» Metin Parçası
☆ ☆ ☆ ☆

Neden özellikle Damien Hirst sergisi yapmak istediniz?

Bütün bu serüven 2004 yılında babamın (Raffi Portakal) Picasso, Dali, Lautrec’in de aralarında bulunduğu usta sanatçıların önemli eserlerini Türkiye’ye getirmesiyle başladı. Bu sergileri 2009 ve 2010’da tekrarladık. 2010’da “Warhol’dan Hirst’e” adlı bir sergi yaptık. O sergide Hirst’ün sadece bir eserini, dev bir kalbini sergiledik. 2010 itibariyle Damien Hirst sergisi üzerine çalışmaya başladık. Çağdaş sanat deyince dünyada ilk akla gelen isim Hirst. Dolayısıyla onu Türkiye’nin de daha yakından tanıması, eserlerinin yakınında olması gerekiyor diye düşündük.

2010 yılında sergilediğiniz Hirst’ün o eseri Türkiye’de kaldı mı peki?

Dünyada da Hirst denildiğinde şapka çıkartılacak bir eserdi o. Hem çok ilgi gördü hem de Türk bir koleksiyonerin evine taç niyetine oturdu.

“Spin Paintings, Hirst için önemli bir seri”

Sanatçının en önemli serilerinden biri olan “Spin Paintings”e odaklanan bir sergi yapmanızın nedeni ne?

“Spin Paintings”, Hirst için önemli bir seri, özel bir anlamı var. Henüz bitirmemiş olduğu ve halen heyecan duyduğu bir seri. Mesela sergide “Pharmacy” serisinden de iki tane eseri var Hirst’ün ama o seriyi kapattı artık Hirst. “Spin Paintings” ise bugünün işi hâlâ. Sanatçı bu sergiyi halen sürdürüyor. Hirst, birkaç sene sonra muhtemelen bu sergiyi de sonlandıracak ve yepyeni, bambaşka bir seriye başlayacak. Dolayısıyla hâlâ üzerinde çalıştığı eserleri, bugünün işlerini getirmek istedik biz İstanbul’a.

Maya Portakal: "Eserleri almak için koleksiyonerleri ikna etme sürecinde babam (Raffi Portakal) da işin hep içindeydi. Babamda inanılmaz bir şeytan tüyü var".


Eserleri aldığınız koleksiyonerleri ikna etmek zor olmuştur diye düşünüyorum...

☆ ☆ ☆ ☆

» Mevcut Veriler

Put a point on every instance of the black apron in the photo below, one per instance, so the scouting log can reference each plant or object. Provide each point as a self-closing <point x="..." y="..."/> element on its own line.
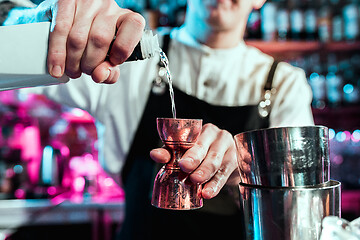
<point x="219" y="216"/>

☆ ☆ ☆ ☆

» Yapılacak Çalışmalar
A. Damien Hirst sergisine ilişkin söyleşide "Dünyada da Hirst" ifadesinden başlayıp "yapmanızın nedeni ne?" ifadesi de dahil olmak üzere ilgili bölümü aynen yazınız.
B. Damien Hirst sergisi üzerine yapılan söyleşinin devamını yazınız.

» Yanıtlar
A.
Dünyada da Hirst denildiğinde şapka çıkartılacak bir eserdi o. Hem çok ilgi gördü hem de Türk bir koleksiyonerin evine taç niyetine oturdu.

“Spin Paintings, Hirst için önemli bir seri”

Sanatçının en önemli serilerinden biri olan “Spin Paintings”e odaklanan bir sergi yapmanızın nedeni ne?

B.
Evet, eserlerin satışı söz konusu olduğu için ikna etmekte sorun yaşadık. Bu sergideki eserler satılırsa Türkiye’de kalacak ama satılmazsa koleksiyonerine iade edeceğim. Türkiye’de ilk kez böyle bir Damien Hirst sergisi gerçekleştiriliyor oluşunun altını çizdik koleksiyonerlere. Bu çok ikna edici bir kriter oldu sanıyorum. İstanbul’da çağdaş sanata olan ilgi, Contemporary İstanbul gibi çalışmalar, koleksiyonerleri cezbeden faktörler arasındaydı. Koleksiyonerler zaten bizi kurum olarak çok iyi tanıyorlardı. Bize güveniyorlardı. İyi sonuç alacaklarına inandılar.

Sizce koleksiyonerler ilgi gösterecek mi?

Evet, İstanbul’da birkaç evde Damien Hirst eseri var. Bu sergide de satış konusunda gayet iyi bir karşılık göreceğimizi düşünüyorum. Yapmış olduğumuz 2010 yılındaki sergilerde de çok iyi geri dönüş aldık. Koleksiyonerlerimiz çok mutlu oldu çünkü biz bir seçkiden geçirip o eserleri İstanbul’a getirdik. Şimdi de yine aynı şekilde bir ön elemeden geçirmiş oluyoruz biz bu eserleri. Koleksiyonerler adına çalışmış oluyoruz.

“Babamda inanılmaz bir şeytan tüyü var”

Serginin hazırlıkları aşamasında, koleksiyonerleri ikna sürecinde babanız Raffi Portakal da var mıydı?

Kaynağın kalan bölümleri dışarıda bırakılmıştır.